#### [TASK PROMPT]
Transcribe the lines of the records starting with the one that has "shutter. Write the coordinates, one line per instance." in it and ending with the last, and transcribe nothing else.
──────────────────────────────
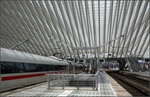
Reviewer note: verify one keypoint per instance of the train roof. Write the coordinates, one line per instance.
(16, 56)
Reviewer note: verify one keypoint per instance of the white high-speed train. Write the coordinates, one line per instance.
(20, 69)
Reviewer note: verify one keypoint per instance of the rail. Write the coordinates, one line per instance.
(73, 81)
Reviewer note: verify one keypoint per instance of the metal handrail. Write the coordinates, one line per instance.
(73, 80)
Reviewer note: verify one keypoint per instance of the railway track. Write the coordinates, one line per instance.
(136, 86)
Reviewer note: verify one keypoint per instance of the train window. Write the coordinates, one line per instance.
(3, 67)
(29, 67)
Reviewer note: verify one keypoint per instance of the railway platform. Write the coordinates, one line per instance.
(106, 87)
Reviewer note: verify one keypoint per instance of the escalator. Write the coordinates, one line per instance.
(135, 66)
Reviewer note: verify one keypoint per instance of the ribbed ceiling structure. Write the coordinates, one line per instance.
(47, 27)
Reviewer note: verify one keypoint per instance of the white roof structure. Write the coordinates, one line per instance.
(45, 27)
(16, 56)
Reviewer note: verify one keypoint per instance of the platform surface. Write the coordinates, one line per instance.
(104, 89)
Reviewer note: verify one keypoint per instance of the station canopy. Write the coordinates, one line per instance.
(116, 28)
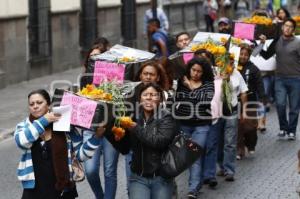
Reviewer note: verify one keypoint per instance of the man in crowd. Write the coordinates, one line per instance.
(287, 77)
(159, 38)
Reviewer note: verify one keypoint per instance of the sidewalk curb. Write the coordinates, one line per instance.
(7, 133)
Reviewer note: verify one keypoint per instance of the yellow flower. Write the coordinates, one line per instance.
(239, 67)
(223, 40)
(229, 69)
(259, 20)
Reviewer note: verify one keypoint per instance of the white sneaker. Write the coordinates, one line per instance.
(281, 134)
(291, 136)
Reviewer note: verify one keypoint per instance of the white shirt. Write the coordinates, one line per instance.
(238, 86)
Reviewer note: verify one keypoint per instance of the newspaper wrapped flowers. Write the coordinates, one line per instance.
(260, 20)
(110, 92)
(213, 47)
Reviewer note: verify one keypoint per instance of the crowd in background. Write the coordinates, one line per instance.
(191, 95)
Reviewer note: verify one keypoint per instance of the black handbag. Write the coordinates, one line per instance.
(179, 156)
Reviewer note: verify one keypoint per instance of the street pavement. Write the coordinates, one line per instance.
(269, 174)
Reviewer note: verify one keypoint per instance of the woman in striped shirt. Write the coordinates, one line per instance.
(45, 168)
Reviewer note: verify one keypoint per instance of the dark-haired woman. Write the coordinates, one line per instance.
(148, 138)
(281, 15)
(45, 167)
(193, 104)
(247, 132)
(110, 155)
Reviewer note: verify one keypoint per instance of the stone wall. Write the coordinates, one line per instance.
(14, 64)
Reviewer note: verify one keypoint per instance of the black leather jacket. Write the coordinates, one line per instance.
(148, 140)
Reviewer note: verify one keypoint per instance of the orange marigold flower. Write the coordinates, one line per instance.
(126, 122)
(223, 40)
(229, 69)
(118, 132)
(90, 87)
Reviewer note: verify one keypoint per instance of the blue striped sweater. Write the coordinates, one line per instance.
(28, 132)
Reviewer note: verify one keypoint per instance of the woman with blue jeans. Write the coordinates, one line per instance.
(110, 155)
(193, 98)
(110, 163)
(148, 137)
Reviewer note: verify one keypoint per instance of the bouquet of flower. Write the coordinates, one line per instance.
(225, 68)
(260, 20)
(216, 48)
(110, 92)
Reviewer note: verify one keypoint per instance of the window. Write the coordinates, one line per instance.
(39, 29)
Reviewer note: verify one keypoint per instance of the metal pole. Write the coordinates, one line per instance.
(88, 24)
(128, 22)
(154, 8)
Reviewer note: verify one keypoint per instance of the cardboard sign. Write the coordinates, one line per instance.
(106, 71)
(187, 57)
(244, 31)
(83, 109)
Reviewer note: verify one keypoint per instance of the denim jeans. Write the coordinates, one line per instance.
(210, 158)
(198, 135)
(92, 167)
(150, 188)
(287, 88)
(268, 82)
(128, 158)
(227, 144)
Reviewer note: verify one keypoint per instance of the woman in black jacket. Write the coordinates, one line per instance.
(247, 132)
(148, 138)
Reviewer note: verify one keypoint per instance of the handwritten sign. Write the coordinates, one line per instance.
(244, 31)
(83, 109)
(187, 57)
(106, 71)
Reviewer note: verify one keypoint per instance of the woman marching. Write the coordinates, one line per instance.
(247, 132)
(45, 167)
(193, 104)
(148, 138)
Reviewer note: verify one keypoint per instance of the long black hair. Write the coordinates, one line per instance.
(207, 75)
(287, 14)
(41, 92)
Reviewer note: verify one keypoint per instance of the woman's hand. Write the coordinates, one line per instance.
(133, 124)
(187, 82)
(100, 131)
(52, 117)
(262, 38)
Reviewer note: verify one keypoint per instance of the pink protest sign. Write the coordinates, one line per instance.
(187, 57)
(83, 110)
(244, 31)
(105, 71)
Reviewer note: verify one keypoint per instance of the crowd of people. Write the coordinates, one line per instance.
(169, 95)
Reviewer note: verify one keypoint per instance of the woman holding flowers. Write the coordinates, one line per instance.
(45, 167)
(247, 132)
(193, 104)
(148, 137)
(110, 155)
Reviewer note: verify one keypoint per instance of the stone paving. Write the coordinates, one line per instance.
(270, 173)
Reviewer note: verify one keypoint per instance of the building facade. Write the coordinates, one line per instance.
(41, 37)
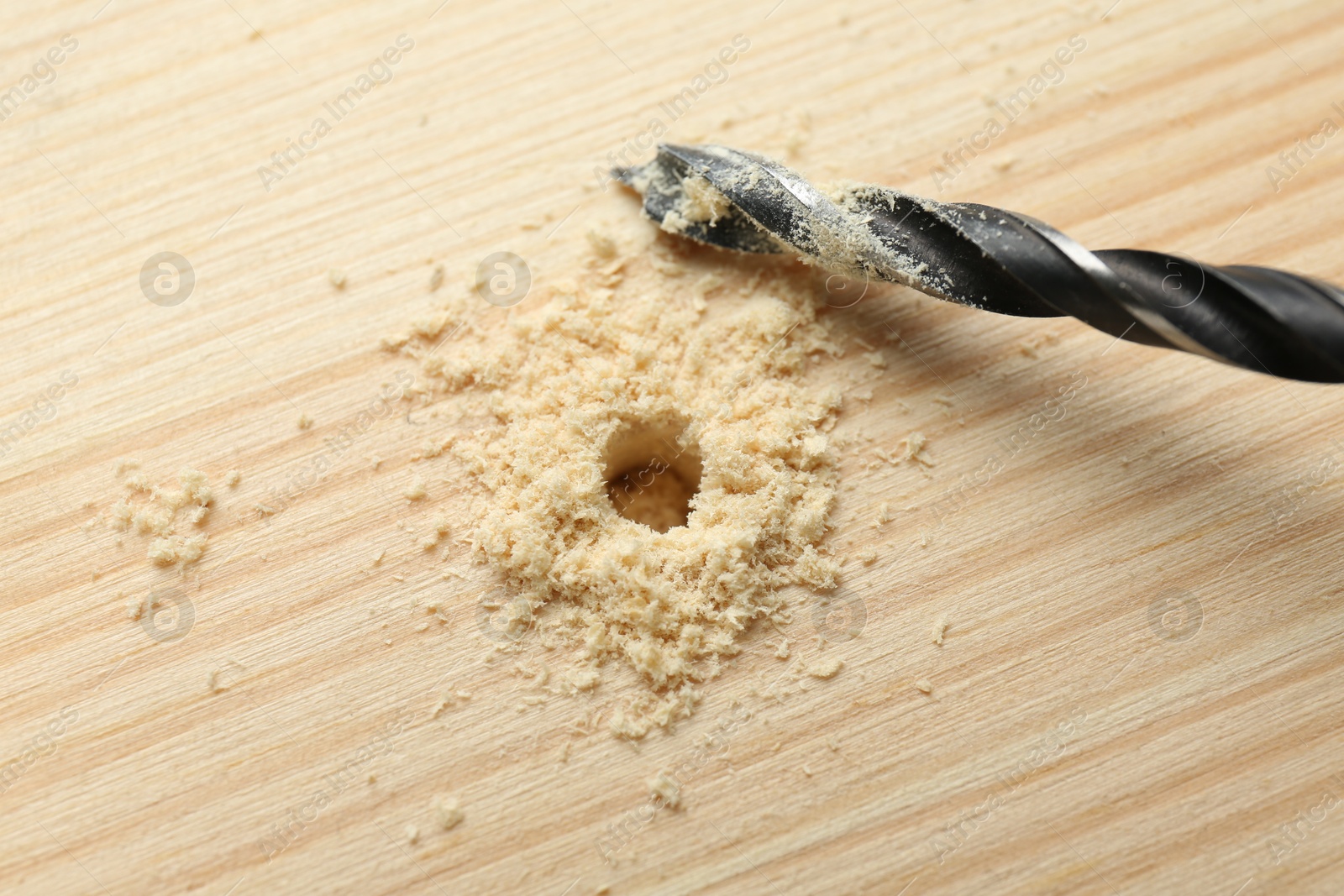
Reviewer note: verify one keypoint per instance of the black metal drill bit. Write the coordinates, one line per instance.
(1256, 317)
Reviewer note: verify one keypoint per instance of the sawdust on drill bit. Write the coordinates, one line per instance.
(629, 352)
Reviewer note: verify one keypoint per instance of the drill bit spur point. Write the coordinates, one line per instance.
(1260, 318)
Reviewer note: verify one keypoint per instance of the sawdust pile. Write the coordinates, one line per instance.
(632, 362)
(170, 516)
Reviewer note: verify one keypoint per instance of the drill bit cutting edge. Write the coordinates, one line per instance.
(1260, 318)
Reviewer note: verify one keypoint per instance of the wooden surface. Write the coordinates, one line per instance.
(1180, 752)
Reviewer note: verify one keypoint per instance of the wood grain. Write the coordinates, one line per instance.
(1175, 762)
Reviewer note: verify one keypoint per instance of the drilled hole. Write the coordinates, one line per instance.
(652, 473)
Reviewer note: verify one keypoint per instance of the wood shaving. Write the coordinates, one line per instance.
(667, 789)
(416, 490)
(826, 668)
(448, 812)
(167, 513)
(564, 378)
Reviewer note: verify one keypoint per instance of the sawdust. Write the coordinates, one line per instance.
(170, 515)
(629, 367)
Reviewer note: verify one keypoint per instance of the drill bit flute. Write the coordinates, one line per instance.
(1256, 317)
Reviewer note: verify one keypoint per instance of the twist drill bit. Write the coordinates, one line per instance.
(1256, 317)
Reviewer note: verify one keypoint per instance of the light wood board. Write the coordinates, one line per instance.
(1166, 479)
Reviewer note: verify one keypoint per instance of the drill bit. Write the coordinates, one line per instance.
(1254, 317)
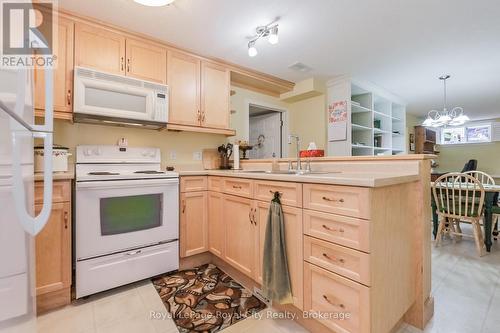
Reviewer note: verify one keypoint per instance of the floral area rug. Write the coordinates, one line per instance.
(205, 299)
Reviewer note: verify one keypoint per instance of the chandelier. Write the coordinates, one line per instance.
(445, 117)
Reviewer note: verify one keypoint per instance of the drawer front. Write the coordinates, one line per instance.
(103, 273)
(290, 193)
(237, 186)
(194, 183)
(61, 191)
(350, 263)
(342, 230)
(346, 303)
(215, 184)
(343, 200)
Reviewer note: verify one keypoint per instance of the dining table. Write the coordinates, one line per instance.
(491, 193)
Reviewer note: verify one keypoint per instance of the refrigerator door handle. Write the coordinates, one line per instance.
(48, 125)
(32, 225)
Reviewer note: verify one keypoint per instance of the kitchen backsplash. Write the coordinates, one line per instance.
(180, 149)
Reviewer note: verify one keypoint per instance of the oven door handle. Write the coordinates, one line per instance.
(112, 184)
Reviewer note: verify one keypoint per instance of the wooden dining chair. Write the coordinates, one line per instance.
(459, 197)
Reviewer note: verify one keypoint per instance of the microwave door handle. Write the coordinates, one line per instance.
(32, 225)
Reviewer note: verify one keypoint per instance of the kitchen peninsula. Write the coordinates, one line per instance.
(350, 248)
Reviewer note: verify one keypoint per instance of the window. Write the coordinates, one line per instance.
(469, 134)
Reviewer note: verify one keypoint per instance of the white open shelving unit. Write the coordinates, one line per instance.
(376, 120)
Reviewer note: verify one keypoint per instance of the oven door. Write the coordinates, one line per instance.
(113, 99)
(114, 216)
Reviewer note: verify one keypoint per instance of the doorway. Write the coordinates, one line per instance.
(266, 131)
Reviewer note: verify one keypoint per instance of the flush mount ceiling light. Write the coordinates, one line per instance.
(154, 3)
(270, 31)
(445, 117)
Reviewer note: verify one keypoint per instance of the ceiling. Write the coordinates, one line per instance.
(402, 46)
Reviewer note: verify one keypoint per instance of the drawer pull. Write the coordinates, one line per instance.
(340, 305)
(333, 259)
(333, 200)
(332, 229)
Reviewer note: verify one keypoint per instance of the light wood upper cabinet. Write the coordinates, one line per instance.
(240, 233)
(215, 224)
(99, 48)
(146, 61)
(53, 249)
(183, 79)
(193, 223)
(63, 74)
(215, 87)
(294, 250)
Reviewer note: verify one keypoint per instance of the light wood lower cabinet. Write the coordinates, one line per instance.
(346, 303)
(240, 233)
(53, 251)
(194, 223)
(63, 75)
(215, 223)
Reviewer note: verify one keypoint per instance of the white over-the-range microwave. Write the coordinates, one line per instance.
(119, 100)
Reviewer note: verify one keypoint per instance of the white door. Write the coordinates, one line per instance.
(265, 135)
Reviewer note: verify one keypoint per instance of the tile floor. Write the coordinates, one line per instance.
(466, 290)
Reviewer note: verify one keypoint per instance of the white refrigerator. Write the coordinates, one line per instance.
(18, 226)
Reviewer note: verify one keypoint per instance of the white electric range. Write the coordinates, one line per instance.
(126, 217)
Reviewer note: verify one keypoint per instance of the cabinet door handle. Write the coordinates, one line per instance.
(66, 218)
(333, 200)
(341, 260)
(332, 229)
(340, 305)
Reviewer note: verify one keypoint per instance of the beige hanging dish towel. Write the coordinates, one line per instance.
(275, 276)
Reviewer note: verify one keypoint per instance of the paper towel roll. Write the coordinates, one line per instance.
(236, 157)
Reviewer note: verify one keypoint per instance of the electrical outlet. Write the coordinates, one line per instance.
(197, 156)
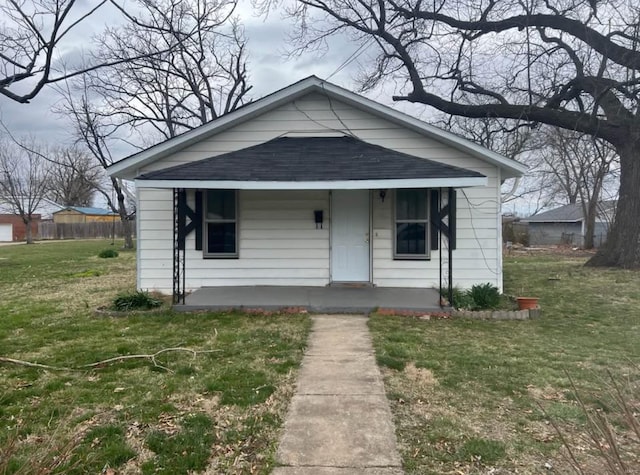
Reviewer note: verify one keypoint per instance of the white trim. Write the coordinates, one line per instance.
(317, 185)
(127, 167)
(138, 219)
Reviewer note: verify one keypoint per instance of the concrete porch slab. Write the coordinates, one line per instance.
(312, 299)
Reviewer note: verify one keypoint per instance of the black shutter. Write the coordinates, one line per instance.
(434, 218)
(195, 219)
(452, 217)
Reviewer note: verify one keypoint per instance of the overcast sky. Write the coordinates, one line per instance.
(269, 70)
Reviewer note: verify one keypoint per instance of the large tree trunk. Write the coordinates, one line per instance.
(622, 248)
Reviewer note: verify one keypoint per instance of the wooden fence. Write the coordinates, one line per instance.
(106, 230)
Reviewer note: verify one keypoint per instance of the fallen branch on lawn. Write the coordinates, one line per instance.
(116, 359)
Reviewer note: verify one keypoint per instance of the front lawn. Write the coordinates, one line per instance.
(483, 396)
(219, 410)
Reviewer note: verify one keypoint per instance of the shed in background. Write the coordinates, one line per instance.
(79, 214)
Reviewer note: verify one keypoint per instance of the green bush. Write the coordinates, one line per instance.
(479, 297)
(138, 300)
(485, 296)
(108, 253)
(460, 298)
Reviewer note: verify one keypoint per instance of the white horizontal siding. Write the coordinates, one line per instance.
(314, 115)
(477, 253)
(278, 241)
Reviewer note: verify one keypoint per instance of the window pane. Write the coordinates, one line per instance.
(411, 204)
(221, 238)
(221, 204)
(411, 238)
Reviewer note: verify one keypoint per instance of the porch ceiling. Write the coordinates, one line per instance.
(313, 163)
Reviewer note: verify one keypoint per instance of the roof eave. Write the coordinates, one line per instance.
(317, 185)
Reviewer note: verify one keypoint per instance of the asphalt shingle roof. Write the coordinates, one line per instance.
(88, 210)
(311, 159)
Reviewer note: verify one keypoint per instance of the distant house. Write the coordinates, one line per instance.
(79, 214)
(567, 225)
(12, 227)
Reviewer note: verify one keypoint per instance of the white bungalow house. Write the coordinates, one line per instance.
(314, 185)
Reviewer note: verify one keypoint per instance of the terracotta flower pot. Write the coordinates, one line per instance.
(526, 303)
──────────────────────────────
#### [COMPLETE RESPONSE]
Reviewer note: verify one keypoint per instance of the black shutter. Write the coordinates, one line per instance.
(434, 218)
(195, 219)
(452, 217)
Reviewer note: verify one keypoint per instance of the overcast sky. Write the coordinates, one line per instance.
(269, 70)
Reviewer note: verify one keypoint per instance of the large tree trunk. Write the coordinates, one line per instance.
(622, 248)
Reviewer note: verify one keypoint per instance of the wooden fence. Write the coordinates, one line per instance.
(106, 230)
Reviewer note: verify one keypoint per instance of the fallen branch on lawn. Write the coordinates, one line per instance.
(116, 359)
Reviewer note: verify one keypoint per instance of the front lawn. Write the coordinates, one line per instance.
(483, 396)
(219, 410)
Reviewer note: verify one keypoint per instance of the shed in background. Write the coordinates, one line per instance.
(79, 214)
Reviewer note: verify one keypoint per instance of the green bush. Write the coordinates, one line per instance.
(479, 297)
(138, 300)
(485, 296)
(108, 253)
(460, 298)
Reviewer note: verify one keypoint per instance of the white horizontal siding. Write the coordinates, one line per instance.
(314, 115)
(477, 253)
(278, 241)
Reviewer note: verify one keypoint per instance of the window pane. Write the coordinates, one line per instance.
(411, 204)
(221, 238)
(221, 204)
(411, 238)
Reviewer note: verify one keypoint per instance of the porch ceiling. Write the coordinates, one line per instance.
(313, 163)
Reviewer note: verify one keypoint per instance of the roof eave. Write the coordinates, one line per instance.
(317, 185)
Reviewer note: verify one keypoint per instance of the asphalt shingle roof. Write the coordinates, one line per instance.
(88, 210)
(311, 159)
Reviewer note: verify one keypoint per instance of the distant house. Write the coordinates, one line per instance.
(79, 214)
(567, 225)
(12, 227)
Reviewer note: verify one keypoint per instance of the white bungalow house. Write the coordinates, one line per instance.
(314, 185)
Reviewer note: verify one keypoint per instance of the terracotta flower pot. Write the coordinates, one line per instance.
(526, 303)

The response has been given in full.